Cinema com Rapadura

OPINIÃO   sábado, 02 de junho de 2012

Apenas uma Noite: um maduro e subestimado romance

Em sua estreia como diretora, a iraniana Massy Tadjedin entrega um filme envolvente e simples sobre amor, respeito e os segredos de um casamento.

Uma mistura do recente “Namorados Para Sempre” com “Closer- Perto Demais” e com um toque todo particularmente seu. O subestimado “Apenas uma Noite”, que foi lançado ainda em 2010, trata os relacionamentos afetivos com a mesma sobriedade dos dois filmes citados. Mas se falta um pouco de originalidade em sua narrativa, sobra em intensidade, profundidade e maturidade. Escrito e dirigido pela iraniana Massy Tadjedin, o longa se revela uma grata surpresa endossada por atores renomados que sabem como aproveitar a qualidade desse delicado roteiro sobre amor, sexo, casamento e traição.

Keira Knightley e Sam Worthington interpretam, respectivamente, Joanna e Michael, um casal desde a época de faculdade que, depois de algumas idas e vindas, está casado há três anos. Tudo parece estar bem entre os dois, até que estranhos olhares por parte da companheira de trabalho do rapaz, a bela Laura (Eva Mendes), geram desconfiança em Joanna, principalmente pelo fato de ambos irem fazer juntos, no próximo dia, uma viagem de trabalho. Michael, porém, aparenta resistir às investidas da moça. O mesmo não pode ser dito de sua esposa que, em seu dia de solidão em Nova York, acaba reecontrando um antigo namorado, Alex (Guillaume Canet), alguém por quem ela ainda nutre algum sentimento que não consegue esconder.

Fugindo de maniqueísmos e vícios de filmes românticos, especialmente no que se refere à união do casal principal, o filme está sempre em busca da universalização da nova experiência vivida por essas quatro pessoas. Sim, o roteiro de Tadjedin (que escreveu “Camisa de Força”) também abre espaço para que conheçamos os companheiros do dia de Michael e Joanna. E dessa forma permite que a imprevisibilidade seja uma das características mais marcantes de “Apenas uma Noite”. Como resistir ao amor recluso durante anos que agora tem a oportunidade de revelar-se? Como resistir aos desejos da carne e se entregar ao proibido? Com diferentes abordagens e “tentações” nos dois núcleos que desenvolve, a película desvela as fragilidades de um casamento.

++++++++++

» Objetivo do exercício:
Transcreva da crítica de “Apenas uma Noite” o trecho que vai de "Keira Knightley e" até "não consegue esconder.".

» Registros armazenados:
++++++++++

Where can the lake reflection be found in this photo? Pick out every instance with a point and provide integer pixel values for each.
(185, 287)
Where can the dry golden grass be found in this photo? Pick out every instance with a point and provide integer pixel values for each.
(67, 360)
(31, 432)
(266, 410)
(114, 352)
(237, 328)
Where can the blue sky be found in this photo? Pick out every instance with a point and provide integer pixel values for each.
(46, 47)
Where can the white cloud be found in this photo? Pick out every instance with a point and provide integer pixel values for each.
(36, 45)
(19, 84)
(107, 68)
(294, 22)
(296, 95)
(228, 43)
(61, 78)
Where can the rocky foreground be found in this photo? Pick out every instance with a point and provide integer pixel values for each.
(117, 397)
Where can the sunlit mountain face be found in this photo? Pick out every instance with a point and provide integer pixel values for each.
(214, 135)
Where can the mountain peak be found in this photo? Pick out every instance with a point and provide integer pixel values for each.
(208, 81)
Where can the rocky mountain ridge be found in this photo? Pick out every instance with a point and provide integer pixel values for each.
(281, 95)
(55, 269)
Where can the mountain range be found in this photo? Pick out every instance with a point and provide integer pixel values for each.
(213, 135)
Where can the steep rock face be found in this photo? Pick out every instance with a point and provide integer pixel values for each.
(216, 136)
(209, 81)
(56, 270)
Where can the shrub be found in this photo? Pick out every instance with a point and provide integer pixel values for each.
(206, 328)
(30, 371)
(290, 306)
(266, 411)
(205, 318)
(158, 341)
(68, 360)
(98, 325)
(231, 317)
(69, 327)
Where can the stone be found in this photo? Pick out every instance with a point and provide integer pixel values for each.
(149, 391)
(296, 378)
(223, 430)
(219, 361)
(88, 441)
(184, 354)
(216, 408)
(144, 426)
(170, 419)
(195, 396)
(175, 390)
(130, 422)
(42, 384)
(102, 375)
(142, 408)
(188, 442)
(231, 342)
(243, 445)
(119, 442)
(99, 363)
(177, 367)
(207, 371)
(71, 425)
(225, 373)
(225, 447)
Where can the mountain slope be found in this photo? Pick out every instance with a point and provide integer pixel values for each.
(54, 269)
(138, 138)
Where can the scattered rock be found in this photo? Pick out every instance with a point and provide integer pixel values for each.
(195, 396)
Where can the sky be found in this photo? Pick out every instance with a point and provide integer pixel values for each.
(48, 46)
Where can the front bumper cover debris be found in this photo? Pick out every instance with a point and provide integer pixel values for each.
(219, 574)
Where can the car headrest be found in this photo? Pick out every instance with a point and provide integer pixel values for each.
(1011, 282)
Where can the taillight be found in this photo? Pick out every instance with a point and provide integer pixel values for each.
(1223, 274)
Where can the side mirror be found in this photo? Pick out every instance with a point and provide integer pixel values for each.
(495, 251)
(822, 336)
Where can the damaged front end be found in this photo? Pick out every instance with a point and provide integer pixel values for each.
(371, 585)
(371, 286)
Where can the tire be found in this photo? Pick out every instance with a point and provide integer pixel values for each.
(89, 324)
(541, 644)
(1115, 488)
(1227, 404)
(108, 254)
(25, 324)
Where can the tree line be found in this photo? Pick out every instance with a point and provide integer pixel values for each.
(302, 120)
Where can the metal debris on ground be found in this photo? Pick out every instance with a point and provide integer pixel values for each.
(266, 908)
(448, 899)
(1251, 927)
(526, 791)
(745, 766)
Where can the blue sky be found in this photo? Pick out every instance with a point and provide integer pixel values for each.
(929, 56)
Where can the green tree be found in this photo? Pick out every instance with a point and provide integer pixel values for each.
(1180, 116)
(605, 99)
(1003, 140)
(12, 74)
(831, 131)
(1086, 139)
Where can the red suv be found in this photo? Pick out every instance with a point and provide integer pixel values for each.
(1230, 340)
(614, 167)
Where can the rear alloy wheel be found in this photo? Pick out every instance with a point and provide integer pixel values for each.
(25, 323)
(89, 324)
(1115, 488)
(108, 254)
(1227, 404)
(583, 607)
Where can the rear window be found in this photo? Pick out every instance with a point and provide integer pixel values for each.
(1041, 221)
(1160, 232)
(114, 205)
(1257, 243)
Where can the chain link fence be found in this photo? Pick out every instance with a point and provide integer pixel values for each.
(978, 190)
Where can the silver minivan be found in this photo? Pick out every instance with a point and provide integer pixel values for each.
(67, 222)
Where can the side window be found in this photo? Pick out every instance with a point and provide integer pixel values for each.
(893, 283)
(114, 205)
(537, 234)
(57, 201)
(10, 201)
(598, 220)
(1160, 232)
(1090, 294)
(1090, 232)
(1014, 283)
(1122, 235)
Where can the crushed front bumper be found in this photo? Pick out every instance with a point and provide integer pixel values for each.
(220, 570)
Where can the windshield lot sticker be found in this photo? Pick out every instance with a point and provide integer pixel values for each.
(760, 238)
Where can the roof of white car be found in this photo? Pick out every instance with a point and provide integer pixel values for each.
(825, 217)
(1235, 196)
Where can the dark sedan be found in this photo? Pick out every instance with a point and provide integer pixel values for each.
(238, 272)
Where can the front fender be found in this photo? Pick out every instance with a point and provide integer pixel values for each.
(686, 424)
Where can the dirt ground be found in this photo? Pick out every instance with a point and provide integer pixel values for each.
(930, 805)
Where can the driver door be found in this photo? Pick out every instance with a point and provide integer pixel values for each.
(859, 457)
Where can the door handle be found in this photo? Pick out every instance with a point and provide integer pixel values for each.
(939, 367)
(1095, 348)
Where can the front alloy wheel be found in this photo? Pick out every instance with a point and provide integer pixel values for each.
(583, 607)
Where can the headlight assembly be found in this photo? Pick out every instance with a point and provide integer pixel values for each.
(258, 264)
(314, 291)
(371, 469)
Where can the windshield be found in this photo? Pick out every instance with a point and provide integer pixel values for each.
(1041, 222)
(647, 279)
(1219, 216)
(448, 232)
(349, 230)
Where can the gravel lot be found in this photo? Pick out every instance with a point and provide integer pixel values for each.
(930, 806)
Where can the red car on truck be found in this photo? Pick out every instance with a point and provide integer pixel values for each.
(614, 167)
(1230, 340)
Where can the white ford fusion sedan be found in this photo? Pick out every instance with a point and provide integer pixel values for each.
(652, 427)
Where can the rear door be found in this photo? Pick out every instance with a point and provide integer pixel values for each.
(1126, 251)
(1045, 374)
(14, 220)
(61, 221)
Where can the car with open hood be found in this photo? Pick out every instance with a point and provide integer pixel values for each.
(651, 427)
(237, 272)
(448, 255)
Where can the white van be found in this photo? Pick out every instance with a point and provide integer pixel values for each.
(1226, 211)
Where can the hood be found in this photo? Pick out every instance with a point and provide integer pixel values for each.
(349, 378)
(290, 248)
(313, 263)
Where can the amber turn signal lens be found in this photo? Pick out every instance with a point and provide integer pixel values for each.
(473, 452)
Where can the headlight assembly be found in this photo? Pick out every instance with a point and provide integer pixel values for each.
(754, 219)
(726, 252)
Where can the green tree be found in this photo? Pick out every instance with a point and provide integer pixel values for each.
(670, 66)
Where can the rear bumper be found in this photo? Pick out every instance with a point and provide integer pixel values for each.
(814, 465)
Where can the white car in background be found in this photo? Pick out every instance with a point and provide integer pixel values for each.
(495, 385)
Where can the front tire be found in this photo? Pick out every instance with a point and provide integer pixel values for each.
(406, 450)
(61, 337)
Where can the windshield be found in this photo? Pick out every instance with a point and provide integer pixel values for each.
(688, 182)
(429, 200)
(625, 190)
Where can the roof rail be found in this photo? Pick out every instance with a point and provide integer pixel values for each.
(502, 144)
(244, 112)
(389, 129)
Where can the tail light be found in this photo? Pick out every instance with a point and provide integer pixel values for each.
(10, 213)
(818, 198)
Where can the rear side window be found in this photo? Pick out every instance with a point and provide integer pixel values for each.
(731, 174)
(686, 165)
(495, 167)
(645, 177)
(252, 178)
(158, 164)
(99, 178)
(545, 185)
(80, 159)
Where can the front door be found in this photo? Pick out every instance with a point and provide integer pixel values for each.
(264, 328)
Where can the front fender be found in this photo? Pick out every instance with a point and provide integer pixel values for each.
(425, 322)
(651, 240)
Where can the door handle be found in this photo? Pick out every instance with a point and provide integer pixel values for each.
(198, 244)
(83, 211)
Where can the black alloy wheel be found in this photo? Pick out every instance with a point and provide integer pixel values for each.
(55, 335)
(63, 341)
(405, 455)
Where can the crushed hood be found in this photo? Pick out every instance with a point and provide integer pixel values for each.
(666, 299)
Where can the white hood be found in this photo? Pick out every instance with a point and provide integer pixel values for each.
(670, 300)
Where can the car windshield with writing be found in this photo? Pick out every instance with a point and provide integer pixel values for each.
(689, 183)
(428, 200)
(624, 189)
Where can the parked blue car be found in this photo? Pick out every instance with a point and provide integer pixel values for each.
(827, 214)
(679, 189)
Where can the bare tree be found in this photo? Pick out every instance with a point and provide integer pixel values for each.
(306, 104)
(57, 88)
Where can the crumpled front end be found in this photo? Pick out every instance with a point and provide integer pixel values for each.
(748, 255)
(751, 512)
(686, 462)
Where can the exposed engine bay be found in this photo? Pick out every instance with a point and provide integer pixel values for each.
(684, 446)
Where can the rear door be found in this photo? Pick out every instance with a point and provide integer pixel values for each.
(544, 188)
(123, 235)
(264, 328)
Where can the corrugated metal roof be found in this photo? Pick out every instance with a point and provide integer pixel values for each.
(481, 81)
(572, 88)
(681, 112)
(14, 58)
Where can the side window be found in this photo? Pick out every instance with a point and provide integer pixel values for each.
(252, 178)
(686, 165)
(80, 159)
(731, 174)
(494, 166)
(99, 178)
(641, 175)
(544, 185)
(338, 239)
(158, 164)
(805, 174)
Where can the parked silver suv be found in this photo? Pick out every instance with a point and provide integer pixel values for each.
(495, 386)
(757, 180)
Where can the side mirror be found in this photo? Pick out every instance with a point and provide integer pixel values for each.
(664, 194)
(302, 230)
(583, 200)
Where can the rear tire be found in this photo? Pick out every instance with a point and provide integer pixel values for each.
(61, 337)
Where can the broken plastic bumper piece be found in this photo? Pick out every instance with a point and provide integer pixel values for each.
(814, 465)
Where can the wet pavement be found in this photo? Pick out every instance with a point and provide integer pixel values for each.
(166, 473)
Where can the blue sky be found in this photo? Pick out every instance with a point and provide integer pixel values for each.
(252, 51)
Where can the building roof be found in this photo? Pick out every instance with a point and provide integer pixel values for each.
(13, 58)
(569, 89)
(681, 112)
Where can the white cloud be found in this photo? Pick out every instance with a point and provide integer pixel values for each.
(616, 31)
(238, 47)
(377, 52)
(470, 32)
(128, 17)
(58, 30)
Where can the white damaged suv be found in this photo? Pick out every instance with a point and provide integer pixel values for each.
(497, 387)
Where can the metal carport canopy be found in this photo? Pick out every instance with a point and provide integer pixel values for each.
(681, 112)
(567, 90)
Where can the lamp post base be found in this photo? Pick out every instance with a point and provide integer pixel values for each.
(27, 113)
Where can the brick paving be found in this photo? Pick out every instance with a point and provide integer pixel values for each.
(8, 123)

++++++++++

» Solução completa:
Keira Knightley e Sam Worthington interpretam, respectivamente, Joanna e Michael, um casal desde a época de faculdade que, depois de algumas idas e vindas, está casado há três anos. Tudo parece estar bem entre os dois, até que estranhos olhares por parte da companheira de trabalho do rapaz, a bela Laura (Eva Mendes), geram desconfiança em Joanna, principalmente pelo fato de ambos irem fazer juntos, no próximo dia, uma viagem de trabalho. Michael, porém, aparenta resistir às investidas da moça. O mesmo não pode ser dito de sua esposa que, em seu dia de solidão em Nova York, acaba reecontrando um antigo namorado, Alex (Guillaume Canet), alguém por quem ela ainda nutre algum sentimento que não consegue esconder.